#### What to work on
Return every line that contains the string "people". Matching is case-sensitive.

——————————

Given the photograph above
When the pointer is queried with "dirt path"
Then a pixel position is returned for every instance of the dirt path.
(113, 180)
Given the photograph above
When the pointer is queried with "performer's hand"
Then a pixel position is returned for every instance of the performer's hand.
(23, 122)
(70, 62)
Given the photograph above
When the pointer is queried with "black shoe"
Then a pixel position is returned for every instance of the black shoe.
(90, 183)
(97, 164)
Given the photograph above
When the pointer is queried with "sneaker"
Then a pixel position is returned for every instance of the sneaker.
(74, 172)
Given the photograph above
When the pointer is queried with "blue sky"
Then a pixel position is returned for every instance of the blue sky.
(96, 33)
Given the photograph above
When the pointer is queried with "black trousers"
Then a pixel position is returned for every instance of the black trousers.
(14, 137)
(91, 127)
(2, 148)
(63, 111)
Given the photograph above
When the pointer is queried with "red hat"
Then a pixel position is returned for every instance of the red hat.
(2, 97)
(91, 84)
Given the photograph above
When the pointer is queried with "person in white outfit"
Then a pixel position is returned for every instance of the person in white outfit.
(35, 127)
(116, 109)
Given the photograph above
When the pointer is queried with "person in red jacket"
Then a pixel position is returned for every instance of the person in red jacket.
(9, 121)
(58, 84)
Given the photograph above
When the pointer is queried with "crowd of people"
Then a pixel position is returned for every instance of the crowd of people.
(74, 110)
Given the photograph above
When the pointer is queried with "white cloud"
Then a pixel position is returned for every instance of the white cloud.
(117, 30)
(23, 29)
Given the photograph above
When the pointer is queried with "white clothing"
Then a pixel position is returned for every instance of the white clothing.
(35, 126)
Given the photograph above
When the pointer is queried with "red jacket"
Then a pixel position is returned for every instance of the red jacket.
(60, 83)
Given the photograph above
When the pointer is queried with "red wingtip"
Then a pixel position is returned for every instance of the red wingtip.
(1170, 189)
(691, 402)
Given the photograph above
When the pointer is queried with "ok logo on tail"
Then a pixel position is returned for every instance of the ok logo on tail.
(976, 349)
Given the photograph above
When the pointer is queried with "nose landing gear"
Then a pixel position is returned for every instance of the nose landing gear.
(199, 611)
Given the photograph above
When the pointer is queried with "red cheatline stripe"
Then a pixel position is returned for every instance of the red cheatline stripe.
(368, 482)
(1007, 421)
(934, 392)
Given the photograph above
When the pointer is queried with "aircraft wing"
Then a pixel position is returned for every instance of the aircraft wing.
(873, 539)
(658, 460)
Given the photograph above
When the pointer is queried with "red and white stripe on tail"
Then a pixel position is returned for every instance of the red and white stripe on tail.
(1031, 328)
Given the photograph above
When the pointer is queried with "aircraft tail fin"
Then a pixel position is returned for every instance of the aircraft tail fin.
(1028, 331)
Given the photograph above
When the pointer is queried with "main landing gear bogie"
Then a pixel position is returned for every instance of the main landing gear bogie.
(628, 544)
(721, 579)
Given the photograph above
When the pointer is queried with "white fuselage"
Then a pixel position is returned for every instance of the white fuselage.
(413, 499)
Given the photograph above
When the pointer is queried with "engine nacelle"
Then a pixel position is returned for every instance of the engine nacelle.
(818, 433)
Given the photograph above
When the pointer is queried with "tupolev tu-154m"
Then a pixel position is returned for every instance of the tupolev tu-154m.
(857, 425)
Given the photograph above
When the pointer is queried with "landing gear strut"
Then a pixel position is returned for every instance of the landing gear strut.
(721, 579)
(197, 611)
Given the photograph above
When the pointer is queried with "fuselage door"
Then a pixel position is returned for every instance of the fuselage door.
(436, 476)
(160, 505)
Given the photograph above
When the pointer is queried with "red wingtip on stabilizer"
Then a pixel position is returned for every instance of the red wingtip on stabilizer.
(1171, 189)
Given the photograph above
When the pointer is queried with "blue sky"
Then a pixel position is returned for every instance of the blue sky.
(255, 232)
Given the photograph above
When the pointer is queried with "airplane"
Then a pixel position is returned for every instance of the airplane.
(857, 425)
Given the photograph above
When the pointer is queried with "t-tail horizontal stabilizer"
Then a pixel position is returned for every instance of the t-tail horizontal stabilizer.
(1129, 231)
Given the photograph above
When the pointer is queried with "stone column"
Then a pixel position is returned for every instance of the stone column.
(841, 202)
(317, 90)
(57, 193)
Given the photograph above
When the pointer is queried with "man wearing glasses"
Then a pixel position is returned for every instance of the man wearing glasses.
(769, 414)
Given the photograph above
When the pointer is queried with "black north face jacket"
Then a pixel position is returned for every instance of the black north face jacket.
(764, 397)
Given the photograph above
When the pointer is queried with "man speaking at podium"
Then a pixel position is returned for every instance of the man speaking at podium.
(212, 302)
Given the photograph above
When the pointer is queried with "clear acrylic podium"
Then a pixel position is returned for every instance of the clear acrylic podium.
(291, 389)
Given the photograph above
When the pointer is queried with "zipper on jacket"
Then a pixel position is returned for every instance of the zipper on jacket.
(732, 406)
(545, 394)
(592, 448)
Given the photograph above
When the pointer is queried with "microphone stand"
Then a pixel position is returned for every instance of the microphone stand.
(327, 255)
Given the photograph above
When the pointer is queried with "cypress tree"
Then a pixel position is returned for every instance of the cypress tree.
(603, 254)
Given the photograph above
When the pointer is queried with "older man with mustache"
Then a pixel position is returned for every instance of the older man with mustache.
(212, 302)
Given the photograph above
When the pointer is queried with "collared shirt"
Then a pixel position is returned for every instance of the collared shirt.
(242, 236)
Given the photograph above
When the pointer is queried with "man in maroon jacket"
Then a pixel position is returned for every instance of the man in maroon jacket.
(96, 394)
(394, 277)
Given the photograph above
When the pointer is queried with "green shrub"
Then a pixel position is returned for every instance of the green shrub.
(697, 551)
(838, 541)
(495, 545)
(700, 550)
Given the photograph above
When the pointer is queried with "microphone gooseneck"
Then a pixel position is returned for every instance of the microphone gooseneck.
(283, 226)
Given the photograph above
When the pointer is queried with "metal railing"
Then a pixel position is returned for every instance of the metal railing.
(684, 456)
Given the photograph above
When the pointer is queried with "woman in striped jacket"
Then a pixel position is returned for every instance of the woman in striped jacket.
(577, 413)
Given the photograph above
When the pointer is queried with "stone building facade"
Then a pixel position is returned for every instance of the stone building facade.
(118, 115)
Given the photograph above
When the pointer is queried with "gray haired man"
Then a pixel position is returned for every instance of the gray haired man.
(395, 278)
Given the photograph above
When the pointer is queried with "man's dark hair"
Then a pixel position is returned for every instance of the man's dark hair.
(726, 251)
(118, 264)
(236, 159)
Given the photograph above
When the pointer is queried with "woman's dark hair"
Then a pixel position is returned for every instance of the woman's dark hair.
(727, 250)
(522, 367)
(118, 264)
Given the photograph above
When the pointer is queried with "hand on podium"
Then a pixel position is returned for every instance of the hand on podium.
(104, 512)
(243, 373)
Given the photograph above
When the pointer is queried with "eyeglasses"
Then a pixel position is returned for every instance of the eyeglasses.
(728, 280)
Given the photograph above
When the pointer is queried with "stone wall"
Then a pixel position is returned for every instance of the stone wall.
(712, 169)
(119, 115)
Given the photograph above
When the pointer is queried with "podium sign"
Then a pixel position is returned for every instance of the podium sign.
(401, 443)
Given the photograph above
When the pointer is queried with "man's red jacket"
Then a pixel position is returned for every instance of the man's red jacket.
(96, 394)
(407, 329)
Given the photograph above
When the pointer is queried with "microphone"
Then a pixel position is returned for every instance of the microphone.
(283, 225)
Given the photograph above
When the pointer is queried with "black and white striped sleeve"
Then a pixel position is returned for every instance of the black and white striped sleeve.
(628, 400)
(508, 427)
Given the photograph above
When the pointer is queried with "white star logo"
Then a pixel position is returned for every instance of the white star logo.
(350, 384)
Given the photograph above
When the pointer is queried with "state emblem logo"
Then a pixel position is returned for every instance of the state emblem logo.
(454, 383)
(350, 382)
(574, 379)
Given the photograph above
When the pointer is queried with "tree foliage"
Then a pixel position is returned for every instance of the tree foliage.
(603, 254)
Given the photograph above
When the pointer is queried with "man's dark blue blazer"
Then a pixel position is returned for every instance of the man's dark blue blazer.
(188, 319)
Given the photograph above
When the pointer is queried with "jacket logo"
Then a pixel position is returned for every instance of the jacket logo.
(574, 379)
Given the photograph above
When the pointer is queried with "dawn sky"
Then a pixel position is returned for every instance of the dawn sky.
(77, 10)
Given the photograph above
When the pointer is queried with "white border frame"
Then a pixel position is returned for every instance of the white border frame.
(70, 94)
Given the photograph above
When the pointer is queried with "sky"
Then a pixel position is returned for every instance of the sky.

——————————

#### Exercise result
When the pointer is queried with "crowd of people"
Then a pixel position is returned for every instance of the crowd of people.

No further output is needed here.